§ **TEXT SECTION**
Note that optimization is not performed at this point. In fact, nothing is calculated at all, we just add the optimizer-object to the TensorFlow graph for later execution.

In [7]:

optimizer = tf.train.AdamOptimizer(learning_rate=1e-4).minimize(loss)

PERFORMANCE MEASURES

We need a few more performance measures to display the progress to the user.

First we calculate the predicted class number from the output of the neural network y_pred, which is a vector with 10 elements. The class number is the index of the largest element.

In [8]:

y_pred_cls = tf.argmax(y_pred, dimension=1)

Then we create a vector of booleans telling us whether the predicted class equals the true class of each image.

In [9]:

correct_prediction = tf.equal(y_pred_cls, y_true_cls)

The classification accuracy is calculated by first type-casting the vector of booleans to floats, so that False becomes 0 and True becomes 1, and then taking the average of these numbers.

In [10]:

accuracy = tf.reduce_mean(tf.cast(correct_prediction, tf.float32))

SAVER

In order to save the variables of the neural network, we now create a so-called Saver-object which is used for storing and retrieving all the variables of the TensorFlow graph. Nothing is actually saved at this point, which will be done further below in the optimize()-function.

In [11]:

saver = tf.train.Saver()

The saved files are often called checkpoints because they may be written at regular intervals during optimization.

This is the directory used for saving and retrieving the data.

In [12]:

save_dir = 'data/checkpoints/'

Create the directory if it does not exist.

In [13]:

if not os.path.exists(save_dir):
    os.makedirs(save_dir)

This is the path for the checkpoint-file.

In [14]:

save_path = os.path.join(save_dir, 'best_validation')

TENSORFLOW RUN

Create TensorFlow Session

Once the TensorFlow graph has been created, we have to create a TensorFlow session which is used to execute the graph.

In [15]:

session = tf.Session()

Initialize Variables

The variables for weights and biases must be initialized before we start optimizing them. We make a simple wrapper-function for this, because we will call it again below.

In [16]:

def init_variables():
    session.run(tf.global_variables_initializer())

Execute the function now to initialize the variables.

In [17]:

init_variables()

Helper-Function to Perform Optimization Iterations

There are 55,000 images in the training-set. It takes a long time to calculate the gradient of the model using all these images. We therefore only use a small batch of images in each iteration of the optimizer.

If your computer crashes or becomes very slow because you run out of RAM, then you may try and lower this number, but you may then need to perform more optimization iterations.

In [18]:

train_batch_size = 64

The classification accuracy for the validation-set will be calculated for every 100 iterations of the optimization function below. The optimization will be stopped if the validation accuracy has not been improved in 1000 iterations. We need a few variables to keep track of this.

In [19]:

# Best validation accuracy seen so far.
best_validation_accuracy = 0.0

# Iteration-number for last improvement to validation accuracy.
last_improvement = 0

# Stop optimization if no improvement found in this many iterations.

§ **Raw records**
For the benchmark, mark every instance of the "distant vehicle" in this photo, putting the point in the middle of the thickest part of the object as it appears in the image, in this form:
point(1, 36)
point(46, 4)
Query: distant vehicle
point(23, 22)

§ **GIVEN TASK 1**
According to the TensorFlow tutorial text, how many images are in the training-set?
§ **GIVEN TASK 2**
Rewrite the records with "benchmark" changed to "evaluation" and everything else left as it is.

§ **COMPLETE ANSWER 1**
There are 55,000 images in the training-set.

§ **COMPLETE ANSWER 2**
For the evaluation, mark every instance of the "distant vehicle" in this photo, putting the point in the middle of the thickest part of the object as it appears in the image, in this form:
point(1, 36)
point(46, 4)
Query: distant vehicle
point(23, 22)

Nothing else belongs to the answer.